Stored data:
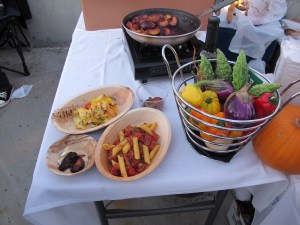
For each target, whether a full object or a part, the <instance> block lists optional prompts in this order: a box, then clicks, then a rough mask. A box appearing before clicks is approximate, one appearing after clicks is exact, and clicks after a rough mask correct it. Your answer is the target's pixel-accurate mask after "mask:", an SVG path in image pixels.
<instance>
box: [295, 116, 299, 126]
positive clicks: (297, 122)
mask: <svg viewBox="0 0 300 225" xmlns="http://www.w3.org/2000/svg"><path fill="white" fill-rule="evenodd" d="M295 124H296V127H297V128H300V119H299V118H297V119H295Z"/></svg>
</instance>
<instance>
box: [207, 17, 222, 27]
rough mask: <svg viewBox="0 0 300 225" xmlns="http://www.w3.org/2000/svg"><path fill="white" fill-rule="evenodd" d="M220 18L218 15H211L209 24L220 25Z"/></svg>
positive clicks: (208, 22) (216, 25) (211, 25)
mask: <svg viewBox="0 0 300 225" xmlns="http://www.w3.org/2000/svg"><path fill="white" fill-rule="evenodd" d="M219 24H220V18H219V17H217V16H211V17H209V18H208V26H211V27H219Z"/></svg>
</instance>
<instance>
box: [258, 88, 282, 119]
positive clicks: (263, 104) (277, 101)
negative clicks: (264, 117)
mask: <svg viewBox="0 0 300 225" xmlns="http://www.w3.org/2000/svg"><path fill="white" fill-rule="evenodd" d="M253 105H254V109H255V117H256V118H263V117H266V116H269V115H271V114H272V113H273V112H274V110H275V109H276V107H277V105H278V98H277V97H276V96H275V95H273V94H272V93H264V94H262V95H261V96H259V97H258V98H256V99H255V100H254V102H253Z"/></svg>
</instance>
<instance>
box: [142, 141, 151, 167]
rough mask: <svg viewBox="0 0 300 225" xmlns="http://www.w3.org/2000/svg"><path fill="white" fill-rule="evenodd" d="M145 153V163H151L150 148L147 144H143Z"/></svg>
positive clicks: (149, 163)
mask: <svg viewBox="0 0 300 225" xmlns="http://www.w3.org/2000/svg"><path fill="white" fill-rule="evenodd" d="M143 153H144V161H145V163H148V164H150V154H149V148H148V146H147V145H143Z"/></svg>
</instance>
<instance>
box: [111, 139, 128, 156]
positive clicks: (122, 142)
mask: <svg viewBox="0 0 300 225" xmlns="http://www.w3.org/2000/svg"><path fill="white" fill-rule="evenodd" d="M126 143H127V139H124V140H123V141H122V142H121V143H120V144H118V145H117V146H115V147H114V148H113V149H112V155H113V156H115V155H117V154H118V153H119V152H120V151H121V150H122V149H123V147H124V146H125V144H126Z"/></svg>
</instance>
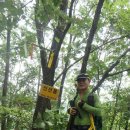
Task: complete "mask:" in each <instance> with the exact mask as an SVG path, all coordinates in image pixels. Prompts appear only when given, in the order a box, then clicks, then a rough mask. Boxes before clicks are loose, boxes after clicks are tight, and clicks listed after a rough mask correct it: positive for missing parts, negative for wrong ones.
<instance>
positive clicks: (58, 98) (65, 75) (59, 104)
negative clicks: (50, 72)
mask: <svg viewBox="0 0 130 130" xmlns="http://www.w3.org/2000/svg"><path fill="white" fill-rule="evenodd" d="M71 42H72V36H71V35H70V42H69V45H68V53H67V56H66V57H67V60H66V62H65V68H64V70H66V68H67V67H68V65H69V57H70V55H71V54H70V52H71V49H72V47H71ZM66 74H67V71H64V73H63V75H62V79H61V85H60V93H59V97H58V103H57V107H58V109H59V108H60V105H61V98H62V92H63V86H64V82H65V78H66Z"/></svg>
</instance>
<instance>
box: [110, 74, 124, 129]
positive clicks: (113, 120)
mask: <svg viewBox="0 0 130 130" xmlns="http://www.w3.org/2000/svg"><path fill="white" fill-rule="evenodd" d="M120 78H122V75H121V77H120ZM120 87H121V79H120V83H119V85H118V86H117V92H116V101H115V106H114V112H113V116H112V120H111V124H110V130H112V129H113V124H114V121H115V118H116V115H117V110H116V108H117V103H118V98H119V97H118V96H119V91H120Z"/></svg>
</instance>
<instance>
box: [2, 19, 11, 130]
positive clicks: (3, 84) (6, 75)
mask: <svg viewBox="0 0 130 130" xmlns="http://www.w3.org/2000/svg"><path fill="white" fill-rule="evenodd" d="M7 23H8V25H7V27H8V28H7V43H6V61H5V62H6V65H5V77H4V81H3V85H2V88H3V90H2V106H3V107H5V106H6V105H7V104H6V97H7V86H8V78H9V61H10V35H11V28H10V23H11V20H10V18H9V19H8V21H7ZM5 116H6V114H3V116H2V121H1V130H6V122H7V119H6V117H5Z"/></svg>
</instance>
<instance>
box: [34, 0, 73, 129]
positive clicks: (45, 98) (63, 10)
mask: <svg viewBox="0 0 130 130" xmlns="http://www.w3.org/2000/svg"><path fill="white" fill-rule="evenodd" d="M73 3H74V0H72V1H71V4H70V11H69V17H70V18H71V16H72V7H73ZM67 6H68V1H67V0H62V2H61V5H60V10H61V11H62V12H64V13H65V14H66V13H67ZM70 26H71V22H68V23H66V20H65V19H64V18H62V17H61V16H60V17H59V20H58V25H57V27H56V29H55V30H54V36H53V40H52V46H51V51H50V55H49V59H50V57H51V54H52V53H54V56H53V60H52V64H51V67H48V65H47V62H46V58H44V57H45V52H44V51H43V50H42V52H41V64H42V72H43V81H42V83H44V84H47V85H49V86H53V85H54V75H55V69H56V64H57V60H58V55H59V51H60V48H61V44H62V43H63V40H64V38H65V35H66V33H67V31H68V30H69V28H70ZM37 30H38V29H37ZM37 34H38V32H37ZM57 39H58V40H57ZM46 109H51V104H50V100H49V99H47V98H45V97H41V96H39V95H38V99H37V102H36V108H35V112H34V115H33V124H34V123H35V121H36V119H37V117H38V115H39V114H40V115H41V117H42V119H43V116H42V115H43V113H44V112H45V110H46ZM42 129H43V128H34V126H32V130H42Z"/></svg>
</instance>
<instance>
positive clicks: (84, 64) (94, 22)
mask: <svg viewBox="0 0 130 130" xmlns="http://www.w3.org/2000/svg"><path fill="white" fill-rule="evenodd" d="M103 3H104V0H99V2H98V5H97V8H96V11H95V16H94V19H93V23H92V27H91V29H90V32H89V36H88V39H87V45H86V48H85V54H84V57H83V63H82V66H81V70H80V72H81V73H86V67H87V64H88V59H89V55H90V52H91V46H92V41H93V38H94V34H95V32H96V30H97V25H98V21H99V18H100V13H101V9H102V6H103Z"/></svg>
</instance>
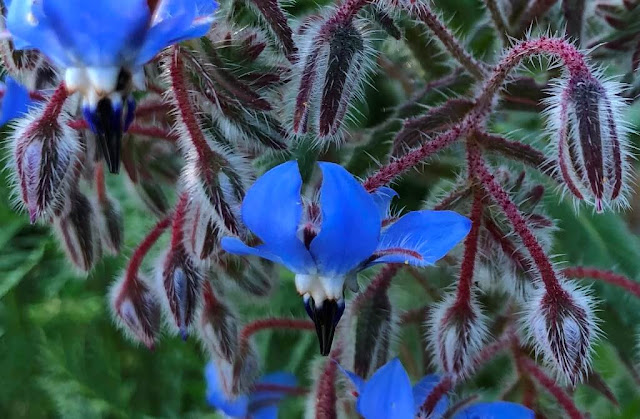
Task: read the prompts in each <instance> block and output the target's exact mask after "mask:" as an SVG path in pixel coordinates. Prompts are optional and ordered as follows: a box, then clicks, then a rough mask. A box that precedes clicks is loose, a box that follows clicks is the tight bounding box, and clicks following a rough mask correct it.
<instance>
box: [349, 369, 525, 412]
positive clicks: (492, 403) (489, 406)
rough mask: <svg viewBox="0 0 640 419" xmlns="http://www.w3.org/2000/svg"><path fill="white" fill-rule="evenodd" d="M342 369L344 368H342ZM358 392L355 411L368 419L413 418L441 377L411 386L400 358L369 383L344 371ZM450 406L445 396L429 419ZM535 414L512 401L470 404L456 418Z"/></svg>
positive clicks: (432, 375)
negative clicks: (355, 410)
mask: <svg viewBox="0 0 640 419" xmlns="http://www.w3.org/2000/svg"><path fill="white" fill-rule="evenodd" d="M341 369H342V367H341ZM342 372H343V373H344V374H345V375H346V376H347V377H349V379H350V380H351V382H352V383H353V385H354V387H355V388H356V391H357V392H358V399H357V401H356V410H357V411H358V413H359V414H360V415H362V416H363V417H364V418H365V419H387V418H396V419H414V418H416V416H417V415H418V413H419V411H420V407H421V406H422V404H423V403H424V402H425V401H426V399H427V397H429V394H430V393H431V391H432V390H433V388H434V387H435V386H436V385H437V384H438V382H440V377H439V376H438V375H435V374H432V375H427V376H425V377H424V378H422V379H421V380H420V381H419V382H418V383H416V385H415V386H413V387H411V381H410V380H409V375H408V374H407V372H406V371H405V369H404V367H403V366H402V364H401V363H400V361H399V360H398V359H397V358H394V359H392V360H391V361H389V362H388V363H387V364H385V365H383V366H382V367H380V369H378V370H377V371H376V372H375V373H374V374H373V375H372V376H371V379H369V380H368V381H364V380H363V379H362V378H361V377H359V376H357V375H356V374H354V373H353V372H350V371H346V370H344V369H342ZM448 407H449V400H448V398H447V396H443V397H442V398H441V399H440V400H439V401H438V403H437V404H436V406H435V408H434V409H433V411H432V412H431V415H430V416H429V417H430V418H432V419H437V418H440V417H442V415H443V414H444V413H445V412H446V411H447V409H448ZM533 417H534V414H533V412H532V411H531V410H529V409H527V408H526V407H524V406H521V405H519V404H516V403H511V402H503V401H498V402H485V403H475V404H472V405H469V406H467V407H465V408H463V409H462V410H460V411H458V412H457V413H456V414H455V415H454V416H453V419H499V418H509V419H533Z"/></svg>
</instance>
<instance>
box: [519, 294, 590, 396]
mask: <svg viewBox="0 0 640 419" xmlns="http://www.w3.org/2000/svg"><path fill="white" fill-rule="evenodd" d="M593 305H594V303H593V300H592V299H591V297H590V296H589V295H588V294H587V293H586V292H585V290H584V289H581V288H578V287H576V286H575V285H573V284H572V283H569V282H565V283H563V284H562V288H559V289H558V290H554V291H553V292H550V291H548V290H546V289H545V288H542V287H541V288H540V289H539V290H538V291H537V293H536V295H535V296H534V297H533V298H532V300H531V301H530V303H529V307H528V308H527V312H526V315H525V317H524V318H523V321H524V322H525V323H524V327H525V328H526V330H527V331H528V333H529V337H530V339H531V341H532V342H533V344H534V345H535V347H536V348H537V350H538V351H539V352H540V353H541V354H542V355H543V356H544V358H545V360H546V361H547V362H548V363H549V364H550V365H551V366H552V367H553V368H554V370H555V371H556V372H557V373H558V375H559V376H560V377H563V378H564V379H566V380H567V381H568V382H569V383H571V384H572V385H575V384H576V383H578V382H579V381H581V380H582V378H583V377H584V376H585V374H586V373H587V371H588V369H589V365H590V362H591V345H592V342H593V341H594V340H595V339H596V338H597V333H598V328H597V325H596V319H595V317H594V315H593Z"/></svg>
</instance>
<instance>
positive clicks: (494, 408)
mask: <svg viewBox="0 0 640 419" xmlns="http://www.w3.org/2000/svg"><path fill="white" fill-rule="evenodd" d="M534 417H535V414H534V413H533V411H532V410H530V409H528V408H526V407H524V406H522V405H520V404H517V403H511V402H487V403H476V404H473V405H471V406H469V407H467V408H465V409H463V410H462V411H461V412H459V413H457V414H456V415H455V416H454V417H453V419H502V418H509V419H533V418H534Z"/></svg>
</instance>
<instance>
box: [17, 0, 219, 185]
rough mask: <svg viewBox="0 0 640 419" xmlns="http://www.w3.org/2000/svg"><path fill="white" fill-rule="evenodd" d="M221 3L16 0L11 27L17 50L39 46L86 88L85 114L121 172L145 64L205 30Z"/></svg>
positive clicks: (209, 23)
mask: <svg viewBox="0 0 640 419" xmlns="http://www.w3.org/2000/svg"><path fill="white" fill-rule="evenodd" d="M217 7H218V4H217V3H216V2H215V1H214V0H158V1H148V0H41V1H33V0H12V1H11V2H8V12H7V30H8V31H9V33H10V34H11V36H12V38H13V43H14V46H15V48H16V49H37V50H39V51H40V52H42V53H43V54H44V55H45V56H47V57H48V58H49V59H50V60H51V61H52V62H53V63H54V64H55V65H57V66H58V67H60V68H61V69H63V70H64V73H65V83H66V86H67V89H68V90H69V91H70V92H75V91H79V92H81V93H82V95H83V97H84V101H83V109H84V115H85V118H86V119H87V122H88V123H89V125H90V126H91V128H92V129H93V130H94V131H95V132H96V133H97V134H98V137H99V141H100V143H101V146H102V151H103V154H104V156H105V159H106V161H107V164H108V165H109V169H110V170H111V171H112V172H117V171H118V169H119V163H120V142H121V137H122V132H123V130H124V131H126V130H127V128H128V125H129V124H130V123H131V122H132V121H133V111H134V107H135V102H134V101H133V99H132V97H131V96H130V92H131V90H132V89H133V87H134V85H135V86H137V87H138V88H140V89H142V88H143V87H144V72H143V70H142V66H143V65H144V64H145V63H147V62H148V61H150V60H151V59H152V58H153V57H155V56H156V55H157V54H158V53H159V52H160V51H161V50H162V49H164V48H165V47H167V46H169V45H172V44H175V43H177V42H180V41H183V40H186V39H190V38H197V37H200V36H203V35H205V34H206V33H207V31H208V30H209V27H210V25H211V22H212V15H213V12H214V11H215V10H216V8H217ZM125 101H126V102H127V106H126V110H125V109H124V108H125V104H124V102H125Z"/></svg>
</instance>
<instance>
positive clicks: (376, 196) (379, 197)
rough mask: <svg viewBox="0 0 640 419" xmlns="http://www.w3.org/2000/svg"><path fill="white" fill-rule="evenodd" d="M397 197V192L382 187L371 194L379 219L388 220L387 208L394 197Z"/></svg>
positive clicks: (387, 208) (388, 207) (378, 188)
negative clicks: (373, 200) (385, 218)
mask: <svg viewBox="0 0 640 419" xmlns="http://www.w3.org/2000/svg"><path fill="white" fill-rule="evenodd" d="M396 196H398V192H396V191H394V190H393V189H391V188H387V187H386V186H383V187H381V188H378V189H376V190H375V191H373V192H371V197H372V198H373V200H374V201H375V202H376V205H377V206H378V212H379V214H380V218H381V219H383V220H384V219H385V218H389V208H390V206H391V201H392V200H393V198H394V197H396Z"/></svg>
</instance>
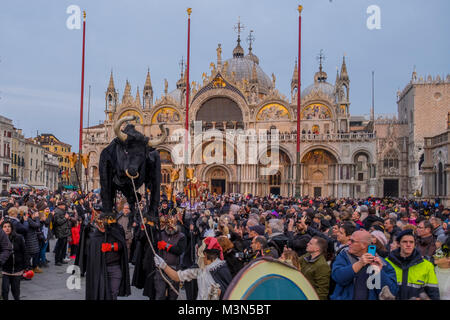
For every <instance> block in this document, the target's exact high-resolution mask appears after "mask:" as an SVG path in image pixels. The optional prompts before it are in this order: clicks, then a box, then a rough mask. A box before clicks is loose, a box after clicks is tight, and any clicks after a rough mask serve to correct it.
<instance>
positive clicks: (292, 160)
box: [257, 145, 295, 164]
mask: <svg viewBox="0 0 450 320" xmlns="http://www.w3.org/2000/svg"><path fill="white" fill-rule="evenodd" d="M278 148H279V150H280V151H282V152H283V153H284V154H286V155H287V156H288V158H289V162H290V163H291V164H294V163H295V160H294V157H293V155H292V154H291V153H290V152H289V150H288V149H287V148H286V147H285V146H283V145H279V146H278ZM269 149H270V145H268V146H267V148H264V149H263V150H259V151H258V159H257V161H258V162H257V163H259V160H260V159H261V157H262V156H263V154H265V153H266V152H267V150H269Z"/></svg>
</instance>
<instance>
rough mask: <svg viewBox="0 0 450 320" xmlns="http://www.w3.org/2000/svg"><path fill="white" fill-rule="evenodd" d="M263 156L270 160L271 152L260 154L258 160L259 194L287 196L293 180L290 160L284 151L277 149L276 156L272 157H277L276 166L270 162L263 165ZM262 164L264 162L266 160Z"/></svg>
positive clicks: (289, 194)
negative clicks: (271, 194)
mask: <svg viewBox="0 0 450 320" xmlns="http://www.w3.org/2000/svg"><path fill="white" fill-rule="evenodd" d="M263 155H265V157H267V159H271V158H272V150H269V151H268V152H265V153H263V154H260V157H259V159H258V166H259V172H258V173H259V184H260V190H261V194H263V195H266V194H273V195H282V196H289V195H290V194H291V192H290V187H291V185H292V179H293V166H292V162H291V158H290V157H289V155H288V154H287V153H286V152H285V151H284V150H282V149H278V150H277V154H274V155H273V156H274V157H278V165H275V164H274V163H272V162H269V163H268V164H263V161H262V156H263ZM264 162H266V160H265V161H264ZM266 163H267V162H266Z"/></svg>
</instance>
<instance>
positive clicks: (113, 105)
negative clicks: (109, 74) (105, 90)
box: [105, 69, 118, 111]
mask: <svg viewBox="0 0 450 320" xmlns="http://www.w3.org/2000/svg"><path fill="white" fill-rule="evenodd" d="M117 101H118V94H117V91H116V88H115V87H114V77H113V72H112V69H111V75H110V76H109V84H108V88H107V89H106V92H105V106H106V110H109V111H114V110H115V109H116V107H117Z"/></svg>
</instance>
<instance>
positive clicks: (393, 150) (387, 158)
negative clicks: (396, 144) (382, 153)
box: [383, 150, 398, 169]
mask: <svg viewBox="0 0 450 320" xmlns="http://www.w3.org/2000/svg"><path fill="white" fill-rule="evenodd" d="M383 167H384V168H385V169H390V168H396V169H398V153H397V152H396V151H395V150H390V151H389V152H387V153H386V155H385V156H384V160H383Z"/></svg>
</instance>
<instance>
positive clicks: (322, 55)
mask: <svg viewBox="0 0 450 320" xmlns="http://www.w3.org/2000/svg"><path fill="white" fill-rule="evenodd" d="M317 60H319V70H320V72H322V61H324V60H325V55H324V54H323V49H320V52H319V55H318V56H317Z"/></svg>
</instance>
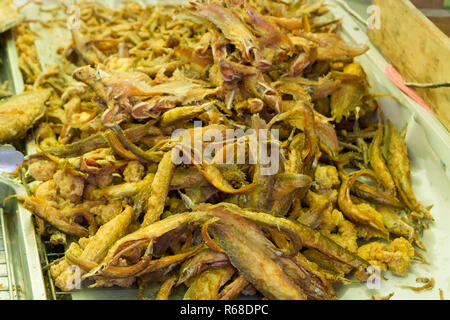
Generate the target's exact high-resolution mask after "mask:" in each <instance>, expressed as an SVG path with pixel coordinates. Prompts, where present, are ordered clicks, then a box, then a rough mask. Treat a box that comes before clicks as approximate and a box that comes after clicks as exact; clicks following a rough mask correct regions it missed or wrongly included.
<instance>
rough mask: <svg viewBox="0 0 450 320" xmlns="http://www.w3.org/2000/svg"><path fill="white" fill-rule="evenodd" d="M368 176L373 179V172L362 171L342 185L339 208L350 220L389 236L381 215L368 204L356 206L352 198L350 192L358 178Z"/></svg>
mask: <svg viewBox="0 0 450 320" xmlns="http://www.w3.org/2000/svg"><path fill="white" fill-rule="evenodd" d="M362 175H366V176H370V177H373V172H372V171H369V170H361V171H358V172H356V173H353V174H352V175H350V176H349V177H347V179H346V180H345V181H344V182H343V183H342V185H341V188H340V190H339V196H338V203H339V208H340V209H341V211H342V212H343V213H344V215H345V216H346V217H348V218H349V219H350V220H353V221H356V222H359V223H362V224H364V225H368V226H370V227H371V228H374V229H375V230H378V231H380V232H381V233H383V234H387V235H389V233H388V231H387V230H386V227H385V226H384V223H383V217H382V216H381V214H380V213H379V212H378V211H376V210H375V209H374V208H372V207H371V206H370V205H368V204H367V203H360V204H354V203H353V201H352V199H351V197H350V190H351V188H352V185H353V184H354V183H355V181H356V179H358V177H360V176H362Z"/></svg>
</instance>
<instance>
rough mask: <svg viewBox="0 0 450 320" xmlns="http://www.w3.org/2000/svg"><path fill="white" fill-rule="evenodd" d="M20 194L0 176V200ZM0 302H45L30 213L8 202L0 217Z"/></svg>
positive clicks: (15, 202) (45, 297)
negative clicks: (37, 300) (36, 301)
mask: <svg viewBox="0 0 450 320" xmlns="http://www.w3.org/2000/svg"><path fill="white" fill-rule="evenodd" d="M14 194H18V195H24V194H25V189H24V188H23V187H22V186H21V185H20V184H18V183H17V182H15V181H13V180H10V179H7V178H4V177H0V201H1V202H3V199H5V198H6V197H8V196H10V195H14ZM1 225H2V238H1V239H0V283H1V284H2V288H4V289H5V291H0V299H4V298H8V299H27V300H30V299H33V300H43V299H47V294H46V291H45V286H44V281H43V277H42V271H41V264H40V259H39V252H38V250H37V244H36V234H35V232H34V226H33V219H32V216H31V214H30V213H29V212H28V211H26V210H24V209H23V208H22V207H21V206H19V205H18V203H17V200H16V199H10V200H8V201H7V202H6V204H5V206H4V207H3V213H2V215H1Z"/></svg>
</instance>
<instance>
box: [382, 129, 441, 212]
mask: <svg viewBox="0 0 450 320" xmlns="http://www.w3.org/2000/svg"><path fill="white" fill-rule="evenodd" d="M389 132H390V135H389V144H388V166H389V170H390V171H391V174H392V177H393V178H394V181H395V184H396V186H397V188H398V189H399V193H400V196H401V198H402V200H403V201H404V202H405V203H406V205H407V206H408V208H409V209H411V210H413V211H417V212H420V213H421V214H423V215H424V217H426V218H428V219H433V216H432V215H431V214H430V211H429V210H428V209H426V208H425V207H424V206H422V205H421V204H420V203H419V202H418V201H417V199H416V196H415V194H414V191H413V189H412V186H411V180H410V178H409V177H410V174H411V168H410V166H409V159H408V150H407V147H406V144H405V141H404V139H403V138H402V137H401V135H400V133H399V132H398V131H397V130H396V129H395V127H394V125H393V124H392V123H389Z"/></svg>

* **Aim of the task**: Beginning at the line above that contains "positive clicks: (122, 142)", repeat each line exactly through the one that contains "box: [110, 74, 124, 129]", and leave out the pictures.

* **Problem solution**:
positive clicks: (122, 142)
mask: <svg viewBox="0 0 300 225" xmlns="http://www.w3.org/2000/svg"><path fill="white" fill-rule="evenodd" d="M126 143H127V139H124V140H123V141H122V142H121V143H120V144H118V145H117V146H115V147H114V148H113V149H112V155H113V156H115V155H117V154H118V153H119V152H120V151H121V150H122V149H123V147H124V146H125V144H126Z"/></svg>
</instance>
Task: complete "mask:" in each <instance> with the exact mask as an SVG path, all coordinates in image pixels. Prompts appear only when given, in the order a box, then clicks, then a rough mask. Boxes before clicks are loose, boxes after clicks are tight, and clicks listed after a rough mask correct it: positive for missing parts, negative for wrong ones.
<instance>
positive clicks: (58, 98) (65, 75) (59, 104)
negative clicks: (50, 72)
mask: <svg viewBox="0 0 130 130" xmlns="http://www.w3.org/2000/svg"><path fill="white" fill-rule="evenodd" d="M71 42H72V36H71V35H70V42H69V45H68V53H67V56H66V57H67V60H66V62H65V68H64V70H66V68H67V67H68V65H69V57H70V55H71V54H70V52H71V49H72V47H71ZM66 74H67V71H64V73H63V75H62V79H61V85H60V93H59V97H58V103H57V107H58V109H59V108H60V105H61V98H62V92H63V86H64V82H65V78H66Z"/></svg>
</instance>
<instance>
box: [110, 74, 124, 129]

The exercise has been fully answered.